══ Record set
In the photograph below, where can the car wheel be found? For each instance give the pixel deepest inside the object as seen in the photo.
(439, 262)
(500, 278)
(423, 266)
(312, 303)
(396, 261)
════
Exercise brief: Reproduce every line of the material above, including the requests, and scale the point coordinates in the answers by 0.9, rounding each to the nearest whole number with halves rounded up.

Written solution:
In the photograph below, where can the car wheel be found? For each instance give the pixel deepest inside the object as seen in the photo.
(395, 236)
(450, 250)
(381, 239)
(281, 273)
(356, 235)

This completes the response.